■ **AIM OF THE TASK**
Work through the records that follow and return each line containing the word "below".

╭─ INPUT MATERIAL

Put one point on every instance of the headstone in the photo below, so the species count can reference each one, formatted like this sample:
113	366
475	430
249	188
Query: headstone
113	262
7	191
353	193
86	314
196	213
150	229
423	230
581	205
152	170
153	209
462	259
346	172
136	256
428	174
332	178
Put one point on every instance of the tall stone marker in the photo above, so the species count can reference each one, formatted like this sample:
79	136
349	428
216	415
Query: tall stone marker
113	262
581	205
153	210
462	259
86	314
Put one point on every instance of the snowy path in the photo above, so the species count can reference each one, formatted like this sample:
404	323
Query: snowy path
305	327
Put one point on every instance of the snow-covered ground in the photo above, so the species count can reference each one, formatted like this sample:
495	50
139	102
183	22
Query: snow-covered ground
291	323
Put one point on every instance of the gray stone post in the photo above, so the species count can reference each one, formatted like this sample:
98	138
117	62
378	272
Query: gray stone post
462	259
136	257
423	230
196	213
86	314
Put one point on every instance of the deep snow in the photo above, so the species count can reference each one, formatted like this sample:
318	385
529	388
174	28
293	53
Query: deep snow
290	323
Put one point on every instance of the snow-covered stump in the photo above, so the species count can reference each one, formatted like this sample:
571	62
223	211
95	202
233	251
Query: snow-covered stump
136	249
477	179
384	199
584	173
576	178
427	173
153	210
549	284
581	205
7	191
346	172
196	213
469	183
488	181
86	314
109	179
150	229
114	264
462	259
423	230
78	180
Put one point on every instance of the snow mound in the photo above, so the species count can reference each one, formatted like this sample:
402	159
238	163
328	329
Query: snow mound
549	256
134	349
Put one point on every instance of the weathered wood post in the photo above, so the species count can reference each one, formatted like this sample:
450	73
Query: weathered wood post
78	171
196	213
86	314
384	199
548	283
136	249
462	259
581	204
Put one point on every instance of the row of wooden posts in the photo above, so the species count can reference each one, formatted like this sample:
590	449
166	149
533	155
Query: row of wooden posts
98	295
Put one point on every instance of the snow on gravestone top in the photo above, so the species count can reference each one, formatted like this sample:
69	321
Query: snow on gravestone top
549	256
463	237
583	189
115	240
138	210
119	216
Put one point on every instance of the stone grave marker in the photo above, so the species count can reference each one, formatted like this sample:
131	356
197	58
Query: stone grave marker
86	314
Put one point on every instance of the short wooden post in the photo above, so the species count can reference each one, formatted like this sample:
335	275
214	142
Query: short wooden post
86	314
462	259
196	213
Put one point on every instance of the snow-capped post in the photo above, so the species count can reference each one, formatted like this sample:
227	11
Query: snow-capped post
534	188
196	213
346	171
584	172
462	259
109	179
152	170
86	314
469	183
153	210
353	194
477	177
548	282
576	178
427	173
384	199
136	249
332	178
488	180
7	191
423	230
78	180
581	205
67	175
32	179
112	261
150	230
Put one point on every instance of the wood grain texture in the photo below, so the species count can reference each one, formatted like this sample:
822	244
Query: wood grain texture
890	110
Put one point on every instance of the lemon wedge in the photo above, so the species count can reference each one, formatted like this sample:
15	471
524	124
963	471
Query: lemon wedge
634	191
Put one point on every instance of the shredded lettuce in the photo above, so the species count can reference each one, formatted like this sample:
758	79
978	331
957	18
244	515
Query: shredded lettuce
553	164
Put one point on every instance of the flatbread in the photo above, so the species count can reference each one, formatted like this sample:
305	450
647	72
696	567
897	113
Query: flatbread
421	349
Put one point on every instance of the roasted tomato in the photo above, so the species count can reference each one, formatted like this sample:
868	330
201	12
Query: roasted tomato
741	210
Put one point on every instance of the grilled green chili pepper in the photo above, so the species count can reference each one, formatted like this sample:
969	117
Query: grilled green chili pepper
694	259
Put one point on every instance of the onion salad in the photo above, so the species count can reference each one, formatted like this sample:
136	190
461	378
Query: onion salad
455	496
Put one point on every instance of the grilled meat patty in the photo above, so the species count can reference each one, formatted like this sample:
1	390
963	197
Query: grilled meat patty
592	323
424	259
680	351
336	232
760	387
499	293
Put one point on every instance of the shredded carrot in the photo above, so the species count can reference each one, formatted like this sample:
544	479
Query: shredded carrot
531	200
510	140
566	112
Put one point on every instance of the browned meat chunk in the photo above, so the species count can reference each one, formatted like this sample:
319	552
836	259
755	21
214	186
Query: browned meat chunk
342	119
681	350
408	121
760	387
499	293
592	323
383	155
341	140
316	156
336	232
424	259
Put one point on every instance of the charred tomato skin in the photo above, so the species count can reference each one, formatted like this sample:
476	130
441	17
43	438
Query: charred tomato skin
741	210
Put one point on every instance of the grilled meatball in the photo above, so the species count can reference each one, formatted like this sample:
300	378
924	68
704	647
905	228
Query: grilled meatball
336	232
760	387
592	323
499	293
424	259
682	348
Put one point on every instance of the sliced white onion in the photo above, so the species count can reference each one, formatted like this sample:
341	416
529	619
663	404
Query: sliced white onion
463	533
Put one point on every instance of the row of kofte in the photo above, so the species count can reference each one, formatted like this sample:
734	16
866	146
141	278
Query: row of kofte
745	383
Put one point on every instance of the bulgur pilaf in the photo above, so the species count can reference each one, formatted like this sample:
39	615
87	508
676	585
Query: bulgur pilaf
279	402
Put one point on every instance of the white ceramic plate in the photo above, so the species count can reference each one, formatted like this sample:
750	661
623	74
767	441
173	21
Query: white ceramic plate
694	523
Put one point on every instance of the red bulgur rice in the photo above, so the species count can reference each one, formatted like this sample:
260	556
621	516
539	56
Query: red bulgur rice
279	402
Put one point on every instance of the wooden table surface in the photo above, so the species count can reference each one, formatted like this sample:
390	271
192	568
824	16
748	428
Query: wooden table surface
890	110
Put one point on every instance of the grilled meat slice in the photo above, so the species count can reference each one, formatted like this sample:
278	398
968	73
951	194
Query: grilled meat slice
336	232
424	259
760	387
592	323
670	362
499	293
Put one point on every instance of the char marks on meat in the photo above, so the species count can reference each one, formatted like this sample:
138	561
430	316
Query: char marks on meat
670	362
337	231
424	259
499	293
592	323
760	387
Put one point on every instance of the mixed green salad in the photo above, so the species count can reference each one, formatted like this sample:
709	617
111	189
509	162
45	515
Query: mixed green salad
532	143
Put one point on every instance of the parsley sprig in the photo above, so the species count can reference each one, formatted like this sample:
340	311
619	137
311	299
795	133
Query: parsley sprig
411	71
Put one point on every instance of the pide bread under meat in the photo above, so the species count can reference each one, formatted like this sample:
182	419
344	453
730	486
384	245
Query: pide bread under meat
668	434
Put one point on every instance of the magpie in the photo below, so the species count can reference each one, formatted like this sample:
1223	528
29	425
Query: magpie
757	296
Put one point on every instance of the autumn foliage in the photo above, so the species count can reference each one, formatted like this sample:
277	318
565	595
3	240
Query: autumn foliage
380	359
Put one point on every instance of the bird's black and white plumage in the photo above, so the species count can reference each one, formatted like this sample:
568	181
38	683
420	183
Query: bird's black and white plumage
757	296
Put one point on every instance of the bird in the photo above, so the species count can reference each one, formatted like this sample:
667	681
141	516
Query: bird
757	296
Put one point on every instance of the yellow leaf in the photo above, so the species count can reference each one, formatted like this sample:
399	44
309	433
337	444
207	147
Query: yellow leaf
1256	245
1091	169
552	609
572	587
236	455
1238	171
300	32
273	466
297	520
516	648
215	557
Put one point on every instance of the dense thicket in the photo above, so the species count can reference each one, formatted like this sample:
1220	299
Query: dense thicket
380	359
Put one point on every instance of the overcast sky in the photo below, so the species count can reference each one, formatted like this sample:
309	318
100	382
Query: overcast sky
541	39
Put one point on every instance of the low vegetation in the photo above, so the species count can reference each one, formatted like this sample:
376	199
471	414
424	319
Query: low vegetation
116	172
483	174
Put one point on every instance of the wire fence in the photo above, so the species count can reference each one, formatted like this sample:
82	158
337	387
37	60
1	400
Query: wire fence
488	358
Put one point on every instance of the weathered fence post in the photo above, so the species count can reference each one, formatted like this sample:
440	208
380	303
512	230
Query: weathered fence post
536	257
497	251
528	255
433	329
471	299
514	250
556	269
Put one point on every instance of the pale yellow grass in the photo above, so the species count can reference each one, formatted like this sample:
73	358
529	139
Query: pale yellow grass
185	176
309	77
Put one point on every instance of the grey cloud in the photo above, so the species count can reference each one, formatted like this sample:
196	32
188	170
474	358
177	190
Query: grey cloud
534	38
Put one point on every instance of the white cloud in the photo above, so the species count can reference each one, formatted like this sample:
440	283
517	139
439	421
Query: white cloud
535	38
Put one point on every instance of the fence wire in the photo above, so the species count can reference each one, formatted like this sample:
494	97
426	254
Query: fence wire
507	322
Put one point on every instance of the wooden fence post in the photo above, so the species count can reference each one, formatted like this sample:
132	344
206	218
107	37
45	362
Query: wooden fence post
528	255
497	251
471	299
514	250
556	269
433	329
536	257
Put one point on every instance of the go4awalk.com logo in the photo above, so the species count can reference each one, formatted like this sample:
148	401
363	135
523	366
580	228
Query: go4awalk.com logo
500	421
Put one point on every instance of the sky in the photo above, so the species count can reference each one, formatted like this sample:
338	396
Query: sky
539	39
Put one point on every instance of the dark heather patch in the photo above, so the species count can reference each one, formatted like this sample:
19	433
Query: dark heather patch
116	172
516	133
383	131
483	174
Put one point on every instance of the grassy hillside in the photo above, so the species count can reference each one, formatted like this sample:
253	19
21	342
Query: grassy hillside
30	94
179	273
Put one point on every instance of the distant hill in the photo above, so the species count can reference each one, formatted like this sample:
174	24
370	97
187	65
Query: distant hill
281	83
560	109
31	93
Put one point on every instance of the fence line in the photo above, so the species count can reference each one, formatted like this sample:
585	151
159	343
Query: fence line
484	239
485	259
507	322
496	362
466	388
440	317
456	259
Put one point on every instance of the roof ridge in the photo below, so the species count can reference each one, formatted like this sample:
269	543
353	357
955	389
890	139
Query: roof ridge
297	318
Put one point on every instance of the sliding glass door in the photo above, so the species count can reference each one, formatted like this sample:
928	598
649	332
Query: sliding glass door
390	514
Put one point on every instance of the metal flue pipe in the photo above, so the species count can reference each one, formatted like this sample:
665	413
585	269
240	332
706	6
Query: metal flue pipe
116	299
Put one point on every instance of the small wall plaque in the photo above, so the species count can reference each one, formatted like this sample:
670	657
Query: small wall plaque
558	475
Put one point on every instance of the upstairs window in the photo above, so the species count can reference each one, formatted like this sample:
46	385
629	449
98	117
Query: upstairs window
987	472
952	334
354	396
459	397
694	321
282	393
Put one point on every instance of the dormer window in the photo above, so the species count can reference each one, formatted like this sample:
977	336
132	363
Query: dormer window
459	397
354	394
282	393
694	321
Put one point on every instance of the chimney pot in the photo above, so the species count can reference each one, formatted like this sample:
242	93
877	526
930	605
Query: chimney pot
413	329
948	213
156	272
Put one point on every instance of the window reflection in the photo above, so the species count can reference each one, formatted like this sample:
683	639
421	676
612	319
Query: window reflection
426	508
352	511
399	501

╰─

■ **TASK SOLUTION**
Put one point on every instance of the headstone in the photo below, so the species count can reference each one, formatted like this sample:
Put one point on every instance of the wood grain texture in the photo below, so the species count can reference each one, formatted like this sample:
Put one point on every instance of the magpie in the photo below, so the species count can reference each one, formatted like this sample:
Put one point on every instance of the overcast sky in the photo below, so the species count can reference each one, formatted like this sample:
Put one point on every instance of the roof ridge in the photo below, so the species count can reference each one, formatted like this sample:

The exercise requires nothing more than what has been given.